## begin Dataset records

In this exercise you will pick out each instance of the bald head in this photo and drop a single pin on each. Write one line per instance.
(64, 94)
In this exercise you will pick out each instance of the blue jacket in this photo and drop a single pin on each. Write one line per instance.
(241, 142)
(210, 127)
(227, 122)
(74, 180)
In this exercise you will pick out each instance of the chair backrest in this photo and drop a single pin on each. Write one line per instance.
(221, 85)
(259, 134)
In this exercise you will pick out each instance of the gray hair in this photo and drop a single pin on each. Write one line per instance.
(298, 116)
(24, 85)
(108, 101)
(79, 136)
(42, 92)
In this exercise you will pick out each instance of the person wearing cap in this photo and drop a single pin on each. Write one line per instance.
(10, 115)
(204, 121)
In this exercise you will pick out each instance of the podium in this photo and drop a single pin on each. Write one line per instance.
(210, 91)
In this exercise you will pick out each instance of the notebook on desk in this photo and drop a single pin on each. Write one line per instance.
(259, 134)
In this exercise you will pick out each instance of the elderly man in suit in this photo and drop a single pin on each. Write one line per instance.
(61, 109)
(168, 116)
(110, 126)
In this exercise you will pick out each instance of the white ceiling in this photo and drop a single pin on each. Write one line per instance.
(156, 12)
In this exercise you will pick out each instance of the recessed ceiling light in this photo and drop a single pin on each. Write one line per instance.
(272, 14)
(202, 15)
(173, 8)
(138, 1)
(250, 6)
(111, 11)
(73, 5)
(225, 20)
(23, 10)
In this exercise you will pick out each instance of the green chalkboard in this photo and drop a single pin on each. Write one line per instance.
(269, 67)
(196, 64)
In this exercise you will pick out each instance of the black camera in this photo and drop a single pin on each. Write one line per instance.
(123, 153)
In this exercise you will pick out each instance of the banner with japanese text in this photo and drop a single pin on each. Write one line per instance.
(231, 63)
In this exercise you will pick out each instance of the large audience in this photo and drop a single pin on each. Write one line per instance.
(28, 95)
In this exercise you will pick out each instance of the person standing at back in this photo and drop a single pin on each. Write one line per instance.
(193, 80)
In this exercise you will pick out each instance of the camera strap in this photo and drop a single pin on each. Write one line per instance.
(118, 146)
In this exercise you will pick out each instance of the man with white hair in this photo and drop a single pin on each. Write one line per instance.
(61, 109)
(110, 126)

## end Dataset records

What you need to do
Copy out every line above word for word.

Solved exercise
In this exercise you will pick out each instance of the bald head in this photo and drop a single pin on each. Write one line per instance.
(64, 94)
In this exercise you will pick out each instance of the blue jacket in this photo and drop a single pin on each. Write one line per instance.
(241, 142)
(210, 127)
(227, 122)
(74, 180)
In this exercise you will pick out each instance of the chair backrest in this photo and drop a single pin on each. Write one line per instance.
(221, 85)
(259, 134)
In this exercise you will pick out each instance of the gray hair in this photo and drop a single pin on each. Write one line per instance.
(298, 116)
(24, 85)
(108, 101)
(79, 136)
(42, 92)
In this exercise you will pick out each instance of the person wearing cap in this photo and drop a single pin on each. Write one line per instance.
(10, 115)
(204, 121)
In this exercise you will pick out each instance of the podium in this photo and drop a single pin on each. Write one line per instance.
(210, 91)
In this exercise you will pick out each instance of the notebook on desk in this photo and drop a single pin on each. Write one line per instance.
(259, 134)
In this exercise you will pick out each instance of the elderly man in suit in this photo and drop a single pin on each. Write one line per instance.
(61, 109)
(168, 116)
(110, 126)
In this exercise you will pick out each instance of the white ceiling in this photo and drop a single pin on each. Write one line per instance.
(156, 12)
In this exercise you will pick out each instance of the recessed ceiling light in this photo and drop a single pin on each. Write one line per instance.
(272, 14)
(202, 15)
(173, 8)
(138, 1)
(250, 6)
(111, 11)
(73, 5)
(225, 20)
(23, 10)
In this exercise you will pick out each instance of the green chalkboard in this photo and drop a single pin on each. Write one line per instance.
(269, 67)
(196, 64)
In this exercise you will pick out each instance of the black camera in this photo and drop a single pin on each. Write one line per instance.
(123, 153)
In this exercise you will pick out each instance of the banner with japanese text in this photo and drop a single pin on each. Write one line per instance.
(231, 63)
In this exercise you will pick out each instance of the large audience in this photo and drop a single pin on each. Write one line per instance.
(28, 95)
In this exercise you will pick out each instance of the person standing at back in this photo and drop a single pin on each. Write one line per instance.
(193, 80)
In this exercise you will pick out each instance of the camera strap in this photo and drop a single pin on each. Write one line per instance.
(118, 146)
In this exercise you will pick out each instance of the man with white hair in this photo and drop a single pin on each. Write one line per instance.
(61, 109)
(110, 126)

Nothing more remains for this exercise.